* TEXT EXCERPT:
........

Ibuprofen is a medication that belongs to the class of drugs known as non-steroidal anti-inflammatory drugs (NSAIDs). It is used for treatment of fevers, swelling, and pain relief. It causes thinning of the blood but not to as great of a degree as other medications such aspirin and it is considered to have vasodilation effects. Ibuprofen was discovered in 1961 as a derivative of propanoic acid by researchers from the Boots Group. Today it is sold under the names of Motrin, Nurofen, Advil, and Nuprin just to name a few. There are also many generic versions of ibuprofen sold as well. Ibuprofen is available over the counter meaning no prescription is necessary for the purchase of it.

How does ibuprofen work?

........

* EXCERPTED DATA:
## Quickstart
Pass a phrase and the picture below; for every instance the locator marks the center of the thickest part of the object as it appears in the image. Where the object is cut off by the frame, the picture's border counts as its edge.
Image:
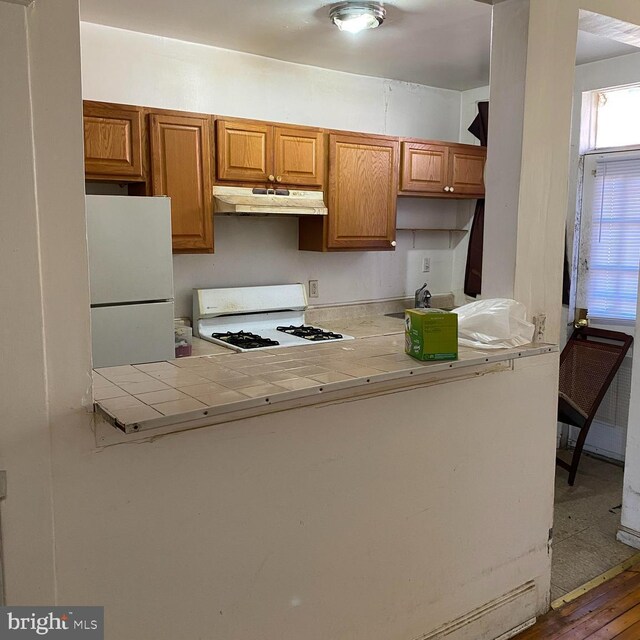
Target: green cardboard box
(431, 334)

........

* EXERCISE SET:
**1.** Please translate this sentence from the ibuprofen text into Spanish: "It is used for treatment of fevers, swelling, and pain relief."
**2.** According to the ibuprofen text, in what year was ibuprofen discovered?
**3.** List every brand name under which the ibuprofen text says ibuprofen is sold.

* RESPONSES IN ORDER:
**1.** Se utiliza para el tratamiento de fiebres, hinchazón y alivio del dolor.

**2.** 1961

**3.** Motrin, Nurofen, Advil, Nuprin